* **En qué consiste**
Extraiga sin modificación alguna el tramo de las filas que va desde su comienzo hasta la línea que contiene "152L131 241L123 370L450", con ambos extremos incluidos.

◆ ◆ ◆

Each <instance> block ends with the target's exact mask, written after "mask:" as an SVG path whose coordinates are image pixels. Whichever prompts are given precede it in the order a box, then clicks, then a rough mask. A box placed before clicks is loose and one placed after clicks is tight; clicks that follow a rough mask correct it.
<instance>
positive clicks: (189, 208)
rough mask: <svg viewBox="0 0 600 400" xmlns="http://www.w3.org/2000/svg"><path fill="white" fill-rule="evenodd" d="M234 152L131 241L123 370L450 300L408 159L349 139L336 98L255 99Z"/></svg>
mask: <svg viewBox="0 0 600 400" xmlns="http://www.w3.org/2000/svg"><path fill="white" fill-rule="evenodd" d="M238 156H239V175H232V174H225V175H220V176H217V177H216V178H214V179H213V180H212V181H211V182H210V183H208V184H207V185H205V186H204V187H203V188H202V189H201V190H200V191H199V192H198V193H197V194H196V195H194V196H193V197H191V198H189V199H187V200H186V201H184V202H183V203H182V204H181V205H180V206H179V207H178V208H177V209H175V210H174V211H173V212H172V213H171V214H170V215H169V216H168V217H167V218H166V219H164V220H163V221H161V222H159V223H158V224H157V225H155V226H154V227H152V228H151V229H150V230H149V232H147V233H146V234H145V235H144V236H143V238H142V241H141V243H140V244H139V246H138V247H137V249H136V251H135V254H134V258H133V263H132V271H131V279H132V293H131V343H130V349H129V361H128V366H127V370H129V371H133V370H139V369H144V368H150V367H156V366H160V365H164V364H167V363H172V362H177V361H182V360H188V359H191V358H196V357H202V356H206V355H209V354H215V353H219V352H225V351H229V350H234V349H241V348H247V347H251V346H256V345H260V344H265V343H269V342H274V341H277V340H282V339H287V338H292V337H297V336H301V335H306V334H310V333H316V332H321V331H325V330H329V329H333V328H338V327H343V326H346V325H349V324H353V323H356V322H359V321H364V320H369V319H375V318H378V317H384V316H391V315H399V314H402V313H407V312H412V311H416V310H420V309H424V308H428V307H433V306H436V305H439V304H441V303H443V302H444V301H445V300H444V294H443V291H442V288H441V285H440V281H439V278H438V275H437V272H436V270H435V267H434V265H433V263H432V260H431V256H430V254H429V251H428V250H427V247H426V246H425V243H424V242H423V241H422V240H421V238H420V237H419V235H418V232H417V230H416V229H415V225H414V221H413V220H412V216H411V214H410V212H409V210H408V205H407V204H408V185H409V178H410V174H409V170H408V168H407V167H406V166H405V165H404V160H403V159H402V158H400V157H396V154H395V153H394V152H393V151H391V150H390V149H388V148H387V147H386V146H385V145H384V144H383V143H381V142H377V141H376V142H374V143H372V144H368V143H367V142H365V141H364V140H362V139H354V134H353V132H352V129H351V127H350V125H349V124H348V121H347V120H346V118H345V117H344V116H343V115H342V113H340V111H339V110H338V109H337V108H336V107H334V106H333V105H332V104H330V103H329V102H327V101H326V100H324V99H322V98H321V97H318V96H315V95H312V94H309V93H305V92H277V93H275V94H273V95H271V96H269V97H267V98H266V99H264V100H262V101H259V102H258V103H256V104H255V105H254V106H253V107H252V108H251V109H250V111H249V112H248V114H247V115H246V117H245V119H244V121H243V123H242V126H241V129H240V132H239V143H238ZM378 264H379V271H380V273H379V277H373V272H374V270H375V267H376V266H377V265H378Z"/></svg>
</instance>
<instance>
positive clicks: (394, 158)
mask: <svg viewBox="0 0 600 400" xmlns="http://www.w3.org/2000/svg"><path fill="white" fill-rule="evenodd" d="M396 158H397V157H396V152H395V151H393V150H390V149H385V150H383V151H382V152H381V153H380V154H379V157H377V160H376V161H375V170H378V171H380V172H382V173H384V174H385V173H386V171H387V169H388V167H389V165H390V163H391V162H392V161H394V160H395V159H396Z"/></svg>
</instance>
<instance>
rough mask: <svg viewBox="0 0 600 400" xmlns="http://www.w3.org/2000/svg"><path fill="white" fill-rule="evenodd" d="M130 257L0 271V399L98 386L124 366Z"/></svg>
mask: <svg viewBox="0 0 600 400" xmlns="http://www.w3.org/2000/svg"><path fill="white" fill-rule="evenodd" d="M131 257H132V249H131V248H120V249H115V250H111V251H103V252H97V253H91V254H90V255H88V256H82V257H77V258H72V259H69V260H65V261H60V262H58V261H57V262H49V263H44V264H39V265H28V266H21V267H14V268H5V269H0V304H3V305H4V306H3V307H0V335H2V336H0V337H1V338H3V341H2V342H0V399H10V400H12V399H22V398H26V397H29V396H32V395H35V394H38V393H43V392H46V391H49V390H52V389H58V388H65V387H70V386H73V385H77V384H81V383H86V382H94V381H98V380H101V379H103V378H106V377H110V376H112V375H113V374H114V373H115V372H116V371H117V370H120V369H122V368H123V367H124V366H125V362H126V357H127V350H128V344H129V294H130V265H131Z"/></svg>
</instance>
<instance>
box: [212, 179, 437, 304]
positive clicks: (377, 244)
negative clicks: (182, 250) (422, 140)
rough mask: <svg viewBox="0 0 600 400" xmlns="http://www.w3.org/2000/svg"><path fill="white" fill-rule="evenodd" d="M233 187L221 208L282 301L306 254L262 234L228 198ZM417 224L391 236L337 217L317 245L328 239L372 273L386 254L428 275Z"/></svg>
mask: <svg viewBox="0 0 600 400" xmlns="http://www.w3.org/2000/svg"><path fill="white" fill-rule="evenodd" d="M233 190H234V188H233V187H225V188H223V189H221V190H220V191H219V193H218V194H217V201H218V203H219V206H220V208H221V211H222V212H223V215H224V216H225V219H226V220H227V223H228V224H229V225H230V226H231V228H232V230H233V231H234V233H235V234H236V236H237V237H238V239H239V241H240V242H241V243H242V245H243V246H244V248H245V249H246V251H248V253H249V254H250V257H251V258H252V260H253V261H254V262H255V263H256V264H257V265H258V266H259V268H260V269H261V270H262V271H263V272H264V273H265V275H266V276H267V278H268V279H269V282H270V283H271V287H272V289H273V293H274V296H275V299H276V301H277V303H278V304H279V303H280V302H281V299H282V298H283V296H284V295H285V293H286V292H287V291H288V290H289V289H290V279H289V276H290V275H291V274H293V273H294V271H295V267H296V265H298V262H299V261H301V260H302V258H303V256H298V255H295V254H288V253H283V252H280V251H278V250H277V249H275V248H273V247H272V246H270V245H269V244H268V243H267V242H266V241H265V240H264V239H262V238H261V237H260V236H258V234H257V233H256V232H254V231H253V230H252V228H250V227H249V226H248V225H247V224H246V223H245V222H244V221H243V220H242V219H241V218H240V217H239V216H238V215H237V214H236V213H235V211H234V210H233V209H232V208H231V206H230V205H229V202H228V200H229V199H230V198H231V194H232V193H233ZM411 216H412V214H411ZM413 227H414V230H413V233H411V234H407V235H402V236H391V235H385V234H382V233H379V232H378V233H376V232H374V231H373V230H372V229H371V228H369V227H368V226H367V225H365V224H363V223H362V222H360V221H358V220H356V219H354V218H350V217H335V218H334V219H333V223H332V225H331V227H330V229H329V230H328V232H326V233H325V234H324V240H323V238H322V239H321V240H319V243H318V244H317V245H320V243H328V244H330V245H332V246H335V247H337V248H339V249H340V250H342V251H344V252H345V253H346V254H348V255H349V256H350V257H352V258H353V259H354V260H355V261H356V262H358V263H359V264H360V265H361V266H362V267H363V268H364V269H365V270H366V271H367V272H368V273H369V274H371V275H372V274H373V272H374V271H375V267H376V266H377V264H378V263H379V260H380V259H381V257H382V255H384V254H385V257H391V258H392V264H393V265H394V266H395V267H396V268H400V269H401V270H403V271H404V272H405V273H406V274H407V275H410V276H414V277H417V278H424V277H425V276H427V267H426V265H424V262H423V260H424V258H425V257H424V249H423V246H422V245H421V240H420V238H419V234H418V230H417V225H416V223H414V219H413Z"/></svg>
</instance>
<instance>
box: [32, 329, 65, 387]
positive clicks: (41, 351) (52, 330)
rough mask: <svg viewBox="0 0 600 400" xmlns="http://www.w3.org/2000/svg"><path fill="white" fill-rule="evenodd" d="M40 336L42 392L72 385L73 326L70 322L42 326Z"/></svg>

◆ ◆ ◆

* **Solución detallada**
Each <instance> block ends with the target's exact mask, written after "mask:" as an SVG path whose coordinates are image pixels. Whichever prompts are given precede it in the order a box, then clicks, then a rough mask. A box placed before clicks is loose and one placed after clicks is tight; clicks that follow a rough mask correct it.
<instance>
positive clicks: (189, 208)
rough mask: <svg viewBox="0 0 600 400" xmlns="http://www.w3.org/2000/svg"><path fill="white" fill-rule="evenodd" d="M234 152L131 241L123 370L450 300L408 159L349 139L336 98L255 99Z"/></svg>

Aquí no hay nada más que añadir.